== YOUR TASK ==
Leave out the pictures and retype exactly the lines from the one with "Target: pointed pinnacle" through the end of the records.
*** Block opens ***
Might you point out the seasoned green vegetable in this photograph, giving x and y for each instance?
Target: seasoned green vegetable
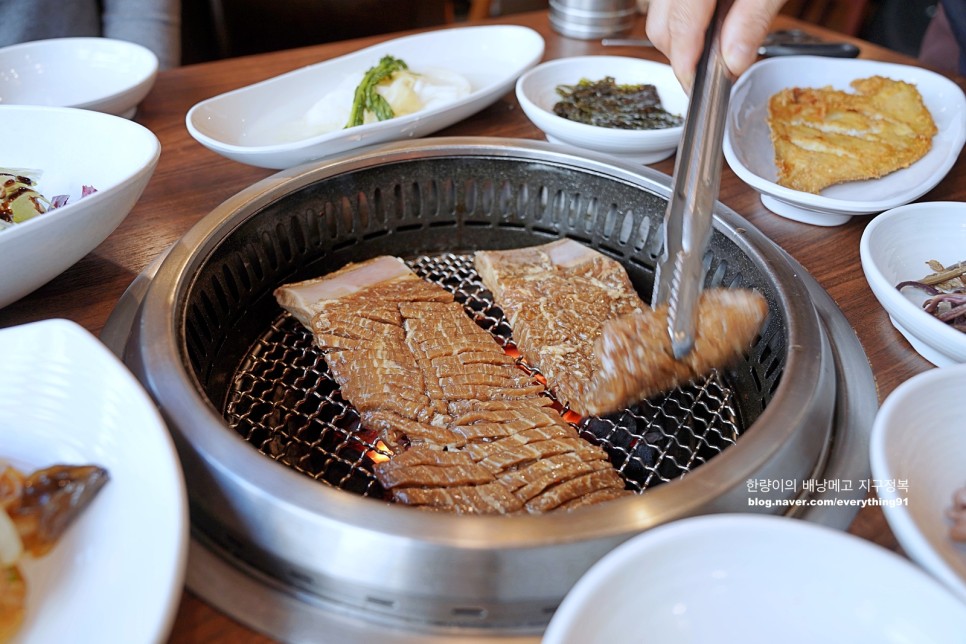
(606, 104)
(367, 99)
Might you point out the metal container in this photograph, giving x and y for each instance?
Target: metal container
(590, 19)
(295, 552)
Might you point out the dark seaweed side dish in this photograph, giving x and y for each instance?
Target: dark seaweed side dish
(605, 103)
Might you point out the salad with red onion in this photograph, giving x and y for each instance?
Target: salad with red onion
(946, 291)
(20, 200)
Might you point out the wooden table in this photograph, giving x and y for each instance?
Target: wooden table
(190, 181)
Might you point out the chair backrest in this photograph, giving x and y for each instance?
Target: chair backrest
(254, 26)
(844, 16)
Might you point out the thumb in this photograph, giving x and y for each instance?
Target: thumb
(743, 30)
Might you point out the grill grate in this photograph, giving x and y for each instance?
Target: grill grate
(283, 402)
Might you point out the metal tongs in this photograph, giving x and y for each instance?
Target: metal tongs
(697, 174)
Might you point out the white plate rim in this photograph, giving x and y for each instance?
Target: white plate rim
(147, 75)
(480, 95)
(910, 318)
(154, 618)
(909, 534)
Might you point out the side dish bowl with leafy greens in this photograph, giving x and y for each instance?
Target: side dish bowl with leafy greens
(630, 108)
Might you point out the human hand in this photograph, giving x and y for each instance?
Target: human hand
(677, 28)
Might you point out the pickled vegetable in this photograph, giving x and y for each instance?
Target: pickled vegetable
(51, 499)
(946, 288)
(19, 200)
(35, 510)
(605, 103)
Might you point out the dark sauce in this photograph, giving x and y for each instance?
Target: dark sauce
(605, 103)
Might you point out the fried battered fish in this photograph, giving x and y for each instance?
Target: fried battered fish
(826, 136)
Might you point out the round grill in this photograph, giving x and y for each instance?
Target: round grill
(283, 402)
(278, 469)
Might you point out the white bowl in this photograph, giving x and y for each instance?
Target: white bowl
(758, 580)
(918, 455)
(71, 148)
(537, 93)
(749, 151)
(894, 248)
(257, 124)
(116, 575)
(100, 74)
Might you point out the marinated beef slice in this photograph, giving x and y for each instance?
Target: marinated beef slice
(470, 432)
(576, 317)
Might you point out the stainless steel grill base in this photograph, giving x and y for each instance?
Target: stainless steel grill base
(805, 392)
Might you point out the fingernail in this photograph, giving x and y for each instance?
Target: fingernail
(738, 57)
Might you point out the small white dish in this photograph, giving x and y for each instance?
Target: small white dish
(536, 91)
(116, 575)
(254, 124)
(758, 580)
(918, 453)
(71, 148)
(101, 74)
(894, 248)
(749, 151)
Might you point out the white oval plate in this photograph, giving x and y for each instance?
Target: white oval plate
(253, 124)
(754, 579)
(100, 74)
(117, 574)
(749, 151)
(919, 439)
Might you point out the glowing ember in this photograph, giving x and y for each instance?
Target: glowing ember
(381, 454)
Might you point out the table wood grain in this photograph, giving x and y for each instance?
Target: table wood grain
(190, 181)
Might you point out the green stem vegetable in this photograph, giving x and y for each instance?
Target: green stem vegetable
(367, 99)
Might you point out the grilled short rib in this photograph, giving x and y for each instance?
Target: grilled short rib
(470, 431)
(577, 318)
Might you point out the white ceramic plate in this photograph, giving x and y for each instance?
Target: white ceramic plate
(748, 148)
(894, 248)
(919, 438)
(537, 92)
(117, 573)
(254, 124)
(71, 148)
(756, 580)
(101, 74)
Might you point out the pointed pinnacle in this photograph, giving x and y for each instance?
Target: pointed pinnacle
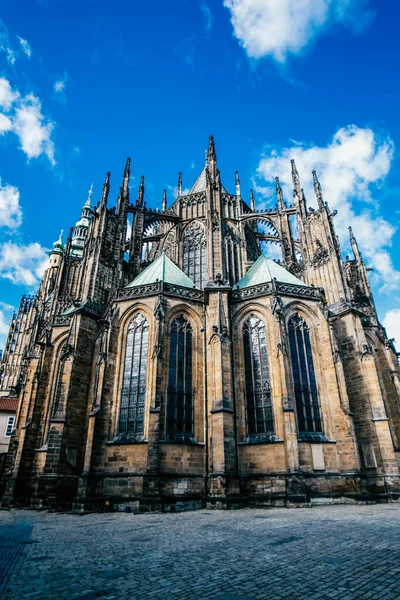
(318, 189)
(295, 176)
(279, 192)
(211, 155)
(252, 201)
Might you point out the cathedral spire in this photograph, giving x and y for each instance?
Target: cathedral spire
(106, 190)
(123, 197)
(296, 179)
(211, 158)
(140, 198)
(318, 190)
(179, 184)
(89, 198)
(127, 174)
(279, 194)
(252, 201)
(354, 246)
(58, 246)
(237, 182)
(211, 155)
*** Block closes ***
== TASK SOLUTION ==
Target: pointed pinnacle
(318, 189)
(295, 176)
(279, 192)
(211, 155)
(252, 201)
Might you point out the cathedral spire in this photograph, giving x and y for each instance?
Target: cathedral spire
(106, 190)
(123, 197)
(296, 179)
(211, 158)
(140, 198)
(318, 190)
(179, 184)
(89, 198)
(127, 174)
(279, 194)
(252, 201)
(354, 246)
(58, 246)
(237, 182)
(211, 155)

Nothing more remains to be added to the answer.